* **Gegebener Text**
>>>>>
Naturerbe versus Arbeitsplätze
Im vergangenen Jahr hat die Regierung Sambias dem Unternehmen Legacy Holdings Zambia Konzessionen zum Bau von touristischen Anlagen auf einem Gelände von 220 Hektar für neun Millionen US Dollar zugesichert. Vereinbarungen über eine periodische Steuerabgabe liegen unter Verschluss. Die Baupläne und die Landvergabe an den privaten Investor sind ein Politikum, schließlich ist das Gebiet Teil des Moshi-O-Tunya Nationalparks, der 1989 von der UNESCO zum Weltnaturerbe erklärt wurde.
Tourismus- und Naturschutzbehörde, die Gewerkschaft der Hotelangestellten und auch der traditionelle Dorfvorsteher von Mukuni, in dessen Chiefdom der Park liegt, sprechen sich für den Bau aus: In einem Land, in dem es für 10 Millionen EinwohnerInnen nur knapp eine halbe Million Arbeitsplätze im formellen Sektor gibt, während Zweidrittel der Bevölkerung mit weniger als einem Dollar am Tag auskommen müssen, sollte man den Naturschutz nicht höher bewerten als die Chance auf 2.000 neue Jobs, so wird argumentiert. Umweltschutz ginge sonst auf Kosten des Kampfes gegen die Armut, sei also unsozial und unverantwortlich. Anlässlich einer Umweltverträglichkeitsstudie, die im November 2006 zu öffentlichen Anhörungen in der 200.000 Einwohner zählenden Stadt Livingstone führte, versicherte Legacy Holdings Zambia größte Umweltsensibilität bei der Umsetzung der Baupläne .
<<<<<
* **Gegebene Einträge**
>>>>>
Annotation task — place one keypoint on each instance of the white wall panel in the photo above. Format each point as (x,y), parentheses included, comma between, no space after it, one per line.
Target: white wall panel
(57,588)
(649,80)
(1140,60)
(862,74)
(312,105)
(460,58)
<<<<<
* **Aufgabenstellung**
In welchem Jahr erklärte die UNESCO den Moshi-O-Tunya Nationalpark laut dem gegebenen Text zum Weltnaturerbe?

* **Lösung**
1989